Start of Exercise materials

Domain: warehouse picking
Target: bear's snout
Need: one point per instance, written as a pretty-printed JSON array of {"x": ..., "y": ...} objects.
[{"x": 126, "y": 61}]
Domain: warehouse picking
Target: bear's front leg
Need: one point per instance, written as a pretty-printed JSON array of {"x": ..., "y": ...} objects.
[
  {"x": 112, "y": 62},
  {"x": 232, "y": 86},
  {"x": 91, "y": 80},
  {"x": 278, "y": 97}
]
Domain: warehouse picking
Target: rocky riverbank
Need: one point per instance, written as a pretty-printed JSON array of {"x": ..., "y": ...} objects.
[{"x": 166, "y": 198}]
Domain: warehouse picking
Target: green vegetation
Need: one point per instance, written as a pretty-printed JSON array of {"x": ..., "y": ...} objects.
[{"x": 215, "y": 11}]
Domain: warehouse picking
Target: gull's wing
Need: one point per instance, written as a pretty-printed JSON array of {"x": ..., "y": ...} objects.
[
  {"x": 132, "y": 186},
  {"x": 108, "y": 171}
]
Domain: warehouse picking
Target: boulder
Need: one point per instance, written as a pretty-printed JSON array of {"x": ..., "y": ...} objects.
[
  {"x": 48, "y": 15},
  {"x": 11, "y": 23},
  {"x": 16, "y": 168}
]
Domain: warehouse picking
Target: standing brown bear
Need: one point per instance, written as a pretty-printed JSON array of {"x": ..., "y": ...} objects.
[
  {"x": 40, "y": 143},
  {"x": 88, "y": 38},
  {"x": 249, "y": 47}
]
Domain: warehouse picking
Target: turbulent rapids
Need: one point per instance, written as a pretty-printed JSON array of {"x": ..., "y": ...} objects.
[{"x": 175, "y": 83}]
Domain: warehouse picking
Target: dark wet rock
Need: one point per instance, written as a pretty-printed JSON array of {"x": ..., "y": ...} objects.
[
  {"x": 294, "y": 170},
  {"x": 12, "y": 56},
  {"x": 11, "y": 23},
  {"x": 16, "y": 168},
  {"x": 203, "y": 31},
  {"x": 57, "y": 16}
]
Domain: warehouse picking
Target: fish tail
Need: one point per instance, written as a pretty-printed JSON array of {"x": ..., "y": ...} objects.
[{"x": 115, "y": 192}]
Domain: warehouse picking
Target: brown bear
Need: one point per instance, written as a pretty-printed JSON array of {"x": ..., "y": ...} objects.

End of Exercise materials

[Exercise description] Your task is to quote all of the data word for word.

[Task output]
Domain: warehouse picking
Target: bear's snout
Need: one point per instance, written as a pretty-printed JSON array of {"x": ..., "y": ...} objects.
[{"x": 126, "y": 61}]
Domain: warehouse picking
Target: bear's front leg
Need: one point per instance, written as a pretty-printed JSON array of {"x": ..., "y": ...} objects.
[
  {"x": 112, "y": 62},
  {"x": 232, "y": 86},
  {"x": 91, "y": 80},
  {"x": 278, "y": 97}
]
Domain: warehouse picking
Target: rocky riverbank
Need: one point per instance, written as a pretty-printed JSON array of {"x": ..., "y": ...} objects.
[{"x": 166, "y": 198}]
Domain: warehouse picking
Target: green vegetation
Need: one point per instance, written as a pretty-printed JSON array of {"x": ..., "y": ...} objects.
[{"x": 215, "y": 11}]
Domain: warehouse picking
Target: gull's wing
Need: one point per instance, written as a pretty-printed JSON array of {"x": ..., "y": ...} objects.
[
  {"x": 132, "y": 186},
  {"x": 108, "y": 171}
]
Domain: warehouse picking
Target: boulder
Need: one point per instance, written as a pretty-printed JSON array of {"x": ..., "y": ...} objects.
[
  {"x": 48, "y": 15},
  {"x": 11, "y": 23},
  {"x": 16, "y": 168}
]
Domain: warehouse picking
Target: standing brown bear
Need: one point per instance, written as a pretty-printed JSON array of {"x": ..., "y": ...} objects.
[
  {"x": 40, "y": 143},
  {"x": 88, "y": 38},
  {"x": 249, "y": 47}
]
Domain: warehouse picking
Target: turbulent rapids
Need: one point per instance, written as a pretty-printed JSON array of {"x": ..., "y": ...} objects.
[{"x": 175, "y": 83}]
Domain: warehouse picking
Target: dark wet rock
Need: one point per instance, written as a pretty-printed JSON array of {"x": ..., "y": ...} objects.
[
  {"x": 294, "y": 170},
  {"x": 12, "y": 56},
  {"x": 11, "y": 23},
  {"x": 16, "y": 168},
  {"x": 203, "y": 31},
  {"x": 57, "y": 16}
]
Domain: warehouse picking
Target: fish tail
Need: one point per instance, written as a pretty-printed JSON array of {"x": ..., "y": ...} objects.
[{"x": 115, "y": 192}]
Domain: warehouse picking
Target: brown bear
Need: one point per instance, written as a pretty-printed JSON array of {"x": ..., "y": ...} objects.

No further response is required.